- _Tasks_
1. In the passage on cutting the ferrite substrate, what does the generation of flashes depend on?
2. Translate this sentence from the passage on cutting the ferrite substrate into Spanish: "The cutting is conducted after coating with a protective film of epoxy resin 10, for example."
3. Write the next part of the passage on cutting the ferrite substrate, starting after its final sentence.

- _Provided text_

□ □ □

By reducing the width W of the electrodes 7, 8 at the cutting places 11, 12, generation of flashes at the cutting places 11, 12 of the first and second external electrodes 7, 8 is prevented during the process of cutting the ferrite substrate 1 along the scribe line 31. As described previously, the generation of flashes depends on the cross-sectional area of the cut place and the amount of extracted volume. Therefore, the narrow width of the electrodes 7, 8 at the cutting place prevents the generation of flashes. After preventing the generation of flashes, the solder bridge between adjacent second external electrodes 8 is not formed in the process of soldering the second external electrodes to a packaging substrate (not shown in the figures). Thus, a short-circuiting between the second external electrodes is avoided, improving reliability of the device.

Then, the ferrite substrate 1 is cut along the scribe line 31 indicated in FIG. 4. FIG. 7 is an enlarged view of the cut plane. The cutting is conducted after coating with a protective film of epoxy resin 10, for example. The flashes may be generated in a place without the coating of epoxy resin 10. Since the second external electrode 8, which is to be soldered to a packaging substrate (not shown in the figures), is not coated with an epoxy resin 10, the width W of the cutting place 12 is made narrow to prevent the generation of flashes. Since the cutting place 11 of the first external electrode 7 is coated and fixed with the epoxy resin 10, the generation of flashes is suppressed even if the cutting place 11 is not narrowed. However, since the generation of flashes can be further prevented when narrowed, the width of the electrodes 7, 8 at the cutting place 11 is made narrow as well as the cutting place 12.

□ □ □

- _Excerpted records_
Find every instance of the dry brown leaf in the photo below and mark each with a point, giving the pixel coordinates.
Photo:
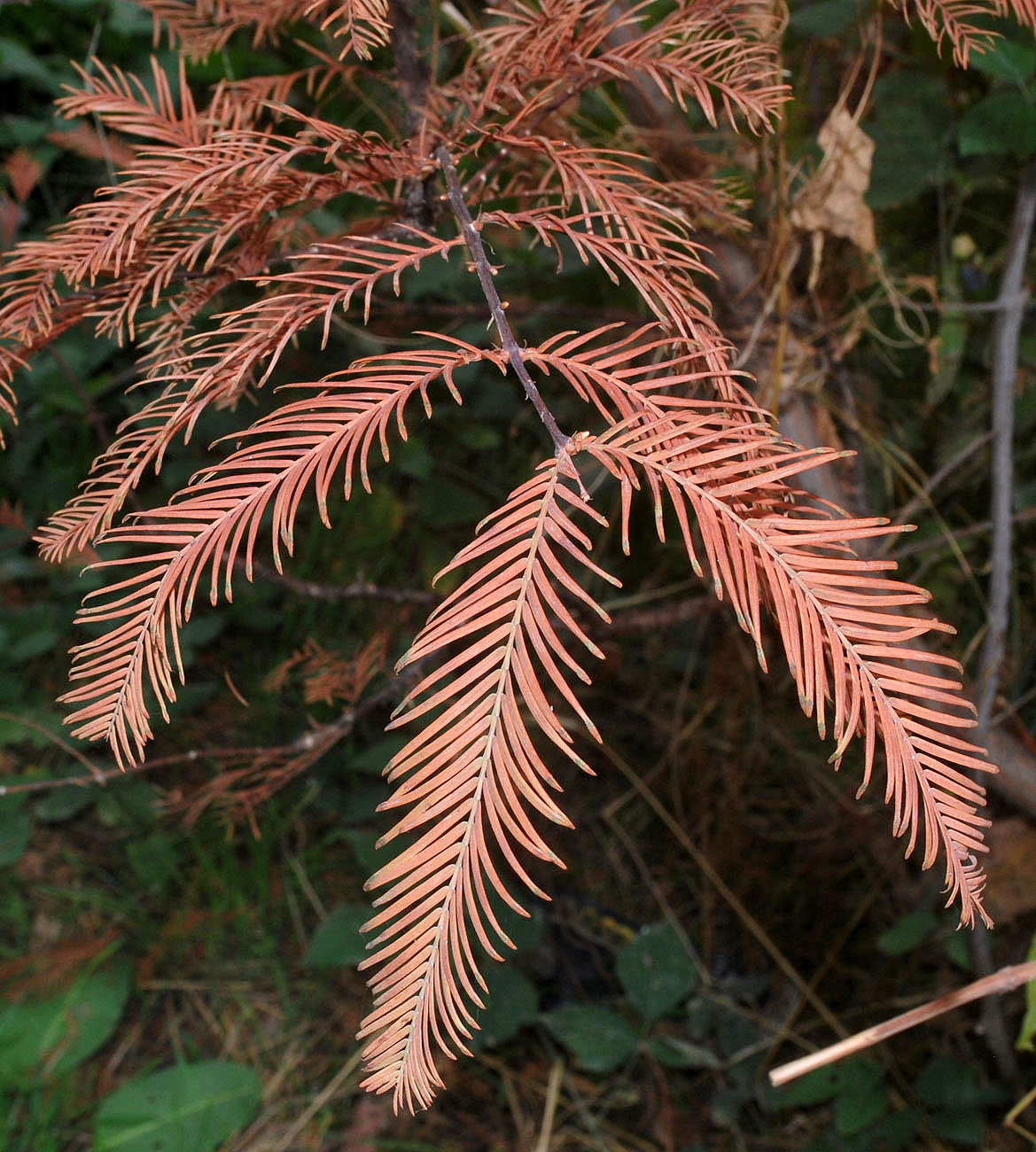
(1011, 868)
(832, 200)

□ □ □

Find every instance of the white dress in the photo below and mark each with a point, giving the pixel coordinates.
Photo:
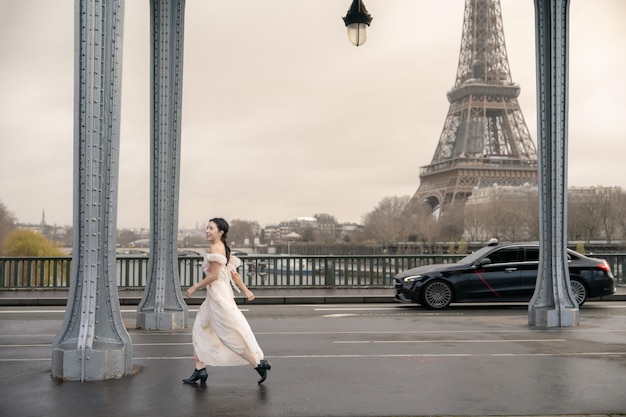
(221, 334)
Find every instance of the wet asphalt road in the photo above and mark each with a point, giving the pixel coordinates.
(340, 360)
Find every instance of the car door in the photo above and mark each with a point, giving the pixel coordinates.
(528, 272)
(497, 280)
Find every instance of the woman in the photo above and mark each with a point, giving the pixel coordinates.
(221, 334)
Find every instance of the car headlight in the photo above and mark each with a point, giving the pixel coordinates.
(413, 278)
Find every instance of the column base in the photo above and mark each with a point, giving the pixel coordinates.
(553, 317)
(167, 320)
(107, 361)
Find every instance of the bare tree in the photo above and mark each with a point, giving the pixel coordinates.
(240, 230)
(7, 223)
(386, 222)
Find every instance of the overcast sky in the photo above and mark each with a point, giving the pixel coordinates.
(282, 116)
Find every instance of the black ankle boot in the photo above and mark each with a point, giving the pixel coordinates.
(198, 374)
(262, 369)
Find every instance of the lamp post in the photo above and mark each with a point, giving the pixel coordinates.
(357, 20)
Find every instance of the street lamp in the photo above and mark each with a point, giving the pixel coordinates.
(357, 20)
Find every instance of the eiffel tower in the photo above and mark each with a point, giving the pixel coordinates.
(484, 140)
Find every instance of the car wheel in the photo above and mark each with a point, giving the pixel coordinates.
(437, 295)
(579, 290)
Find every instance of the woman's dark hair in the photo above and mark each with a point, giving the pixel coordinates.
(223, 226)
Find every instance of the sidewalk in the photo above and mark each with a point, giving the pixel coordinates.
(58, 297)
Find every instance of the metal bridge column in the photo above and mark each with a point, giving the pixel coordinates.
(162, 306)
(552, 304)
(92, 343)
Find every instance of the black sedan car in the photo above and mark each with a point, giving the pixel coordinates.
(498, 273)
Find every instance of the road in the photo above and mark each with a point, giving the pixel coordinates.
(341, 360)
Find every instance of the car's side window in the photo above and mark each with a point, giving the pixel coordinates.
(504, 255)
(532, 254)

□ □ □

- _The answers_
1. The cross-sectional area of the cut place and the amount of extracted volume.

2. El corte se realiza después de recubrir con una película protectora de resina epoxi 10, por ejemplo.

3.
Referring to FIGS. 8A, 8B, 9A, 9B the inductor 200 according to the second embodiment is also an example having a solenoid coil and the first and second external electrodes 7, 8 along the four sides of the ferrite substrate 1. The inductor 200 comprises the ferrite substrate 1, the first and second coil conductors 4, 5, the first connection conductors 6, the first and second external electrodes 7, 8, and the second connection conductors 9. The solenoid coil is also formed in the central region of the ferrite substrate 1. The external electrodes 7, 8 are formed at the peripheral region of the ferrite substrate 1 around the coil. The coil is composed of the first coil conductor 4 on the front side of the ferrite substrate 1, the second coil conductor 5 on the back side of the ferrite substrate 1, and the first connection conductors 6 formed on the side wall of the first through-holes 2, the first connection conductors 6 connecting the coil conductors 4 and 5. The external electrodes are arranged in the peripheral region of the ferrite substrate 1 surrounding the coil. The external electrodes comprise the first external electrodes 7 formed on the front surface side of the ferrite substrate 1 and the second external electrodes 8 formed on the back surface side of the ferrite substrate 1. Each of the first external electrodes 7 is connected to the corresponding second external electrode 8 through the second connection conductor 9 formed on the side wall of the second through-hole 3. The relative magnetic permeability of the ferrite substrate 1 used in this embodiment is about 100. The ferrite substrate 1 surrounds the first external electrode 7. The second external electrode 8 extends to the edge of the ferrite substrate 1 and has a narrow width W in the portion near the edge (a cutting place 12).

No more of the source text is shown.